_PAGE TEXT_
The Urūm shahin is particularly common in Sīvās,[183] which place may be described as the “mine” of this variety. My private opinion, however, is that this, the shahin of Urūm, is not a shahin at all, but the young of the Peregrine; i.e., when snared it is a “peregrine,” when taken from the nest a “shahin.” My reason for forming this opinion is that I happened one Spring to be in Sīvās and called on the Governor. At my request he gave me a guide, who conducted me to a spot about two farsak͟h from the city, where there was a shahin’s eyrie in the hill-side. I sat down to observe it. My patience was soon rewarded by the appearance of the parent birds, bringing food for their young. I observed the birds closely, and discovered that they were not shahins but peregrines. This strengthened my previous supposition that confusion existed between the nestling and the passage hawk of the same species.
On another occasion I met a shikārchī[184] in Sīvās, with a peregrine on his fist. “What have you there,” I asked, “and what does it kill?” His reply was, “This is a shahin, which I took myself from the nest, and which I have trained to take eagles.” I accompanied him to his house, where he showed me ten or fifteen live eagles with clipped wings, which he kept loose near the house. It appeared that they had all been taken with the falcon then on his fist. I was seized with a desire to possess her, and offered him a large price; but he declined to part with his treasure.
The Shāhīn OF Jabal Shammar.—Although the shahin from the mountains of Shammar is small, the female not exceeding in size the male of the other two species, still it is swift, bold, and easily entered to quarry, small or great. One eyrie, known by the name Jarāza, is especially famous; eyesses obtained from it are better and bolder than all others.

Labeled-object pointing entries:
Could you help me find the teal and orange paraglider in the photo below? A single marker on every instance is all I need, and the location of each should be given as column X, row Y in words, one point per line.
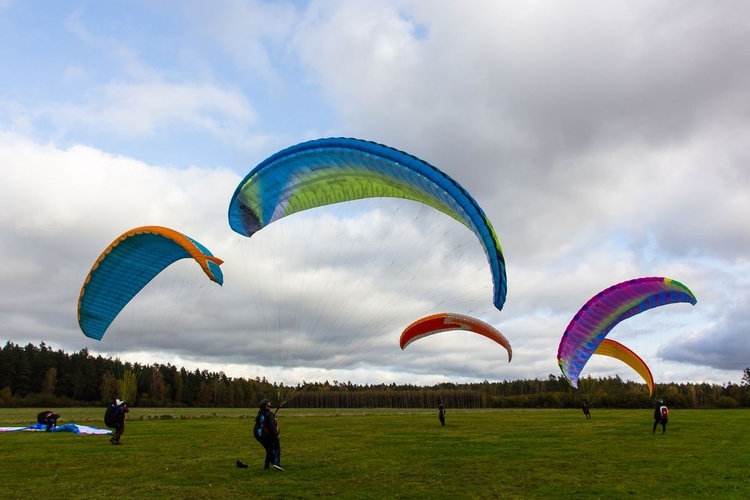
column 335, row 170
column 605, row 310
column 129, row 264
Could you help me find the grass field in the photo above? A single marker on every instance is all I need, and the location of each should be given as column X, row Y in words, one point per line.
column 190, row 453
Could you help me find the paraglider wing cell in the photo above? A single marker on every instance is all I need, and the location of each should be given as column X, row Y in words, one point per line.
column 615, row 350
column 605, row 310
column 129, row 264
column 327, row 171
column 443, row 322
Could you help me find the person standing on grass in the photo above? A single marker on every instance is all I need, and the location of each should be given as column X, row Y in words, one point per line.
column 266, row 432
column 661, row 416
column 585, row 408
column 114, row 418
column 48, row 419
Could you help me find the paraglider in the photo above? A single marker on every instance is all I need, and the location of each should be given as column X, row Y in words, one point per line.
column 605, row 310
column 616, row 350
column 129, row 264
column 443, row 322
column 335, row 170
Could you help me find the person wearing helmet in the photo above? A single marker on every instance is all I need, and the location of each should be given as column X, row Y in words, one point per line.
column 266, row 432
column 48, row 419
column 114, row 418
column 661, row 416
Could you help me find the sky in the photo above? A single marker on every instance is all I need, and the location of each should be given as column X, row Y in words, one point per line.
column 605, row 141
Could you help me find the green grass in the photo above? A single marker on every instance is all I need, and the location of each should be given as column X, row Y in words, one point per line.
column 190, row 453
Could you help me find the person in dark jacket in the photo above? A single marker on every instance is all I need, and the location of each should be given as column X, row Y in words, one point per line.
column 661, row 416
column 114, row 418
column 48, row 418
column 586, row 409
column 266, row 432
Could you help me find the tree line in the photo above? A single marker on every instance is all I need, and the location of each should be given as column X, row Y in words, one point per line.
column 36, row 376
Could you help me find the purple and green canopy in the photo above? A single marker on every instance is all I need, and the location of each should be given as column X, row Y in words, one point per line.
column 605, row 310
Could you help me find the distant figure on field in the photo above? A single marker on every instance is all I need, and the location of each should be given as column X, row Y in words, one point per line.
column 266, row 432
column 661, row 416
column 48, row 418
column 585, row 408
column 114, row 418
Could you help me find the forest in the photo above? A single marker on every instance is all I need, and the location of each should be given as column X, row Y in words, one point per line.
column 36, row 376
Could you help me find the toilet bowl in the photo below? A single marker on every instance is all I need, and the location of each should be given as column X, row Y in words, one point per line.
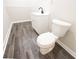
column 46, row 41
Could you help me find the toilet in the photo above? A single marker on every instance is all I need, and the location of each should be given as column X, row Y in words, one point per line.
column 46, row 41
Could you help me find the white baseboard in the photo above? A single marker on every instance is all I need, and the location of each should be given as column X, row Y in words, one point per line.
column 67, row 48
column 8, row 33
column 6, row 38
column 19, row 21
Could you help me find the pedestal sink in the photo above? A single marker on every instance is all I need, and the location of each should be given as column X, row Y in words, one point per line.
column 40, row 22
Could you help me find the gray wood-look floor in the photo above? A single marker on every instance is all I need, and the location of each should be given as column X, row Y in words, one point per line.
column 22, row 45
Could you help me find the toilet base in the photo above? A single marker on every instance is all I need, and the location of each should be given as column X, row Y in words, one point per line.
column 44, row 51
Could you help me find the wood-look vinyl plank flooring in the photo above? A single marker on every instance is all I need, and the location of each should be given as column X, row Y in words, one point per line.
column 22, row 45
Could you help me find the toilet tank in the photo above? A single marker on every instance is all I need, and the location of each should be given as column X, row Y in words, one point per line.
column 59, row 27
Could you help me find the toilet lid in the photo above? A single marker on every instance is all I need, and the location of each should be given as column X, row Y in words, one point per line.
column 46, row 39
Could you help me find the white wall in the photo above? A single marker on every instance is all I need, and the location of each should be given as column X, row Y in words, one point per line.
column 65, row 9
column 6, row 22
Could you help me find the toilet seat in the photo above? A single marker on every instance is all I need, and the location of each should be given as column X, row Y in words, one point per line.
column 46, row 40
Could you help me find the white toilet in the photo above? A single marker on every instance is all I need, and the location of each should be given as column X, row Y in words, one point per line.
column 46, row 41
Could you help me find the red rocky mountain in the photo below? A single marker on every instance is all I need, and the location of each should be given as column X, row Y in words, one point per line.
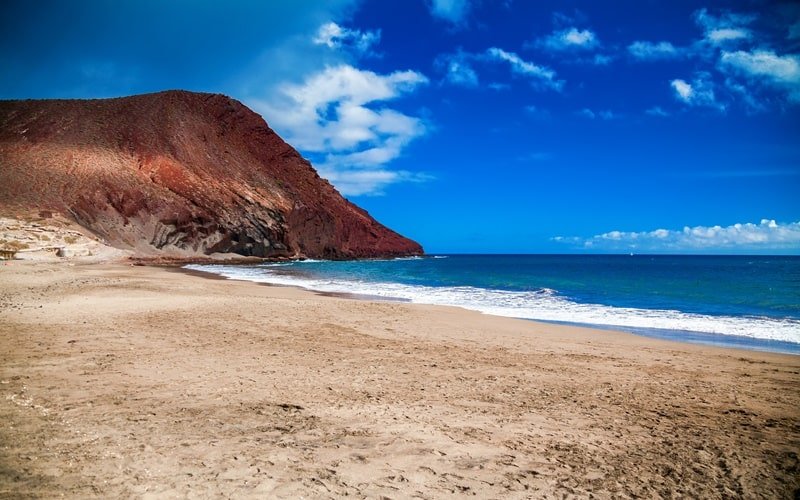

_WHAT IS ASKED_
1) Reproduce the lines of the entries starting with the line containing "Could you help me find the toilet tank" and going on through the line containing "column 59, row 27", both of those lines included.
2) Carry on the passage on shahin falcons from the point where it stops.
The passage on shahin falcons and the entries are unrelated pieces of material.

_IN RESPONSE_
1)
Could you help me find the toilet tank in the photo above? A single marker on every instance is all I need, and the location of each should be given as column X, row Y in words, one point per line.
column 59, row 27

2)
VIII
YOUNG PEREGRINE (INDIAN HOOD)
Though the passage shahin has more pace and a better wind than the eyess, it is far less tractable, for it has preyed for itself in the jungle, and is filled with overweening pride of its powers of flight. Say you have, with infinite pains, succeeded in training one to large quarry, and have unhooded her at a common crane or a heron, and that suddenly, beneath her, she spies a wild duck, or a pigeon, or some other small quarry. What does she do? She “checks,” forsaking the large quarry for the small, and fills you with bitter disappointment. Now an eyess shahin will not act in this scurvy manner.
Supposing a passage falcon, shahin or peregrine, comes into your possession and you have no choice but to enter her to large quarry, you should blind her in the left eye, for when her right eye is on the quarry she has no spare eye to cast elsewhere, and her whole attention is necessarily occupied with the quarry at which she has been unhooded. This is in accordance with the saying of the poet:—
“My left eye I will darken to the light,[185]
So that I view thee only with my right.”
I have successfully made the experiment and speak from experience.
Should you, however, wish to keep her for small quarry, on no account blind her. For small quarry you will find her better than the eyess: she will ring up better, especially after Royston Crows[186] and those blackguardly yāplāq owls.[187]
As remarked previously, the passage shahin and the peregrine are one and the same, with this difference, that the peregrine is stronger and larger. The courage of the peregrine, too, is greater than that of the passage shahin.
Rūmalī[188] eyess shahins are bolder than all others—especially the dark variety.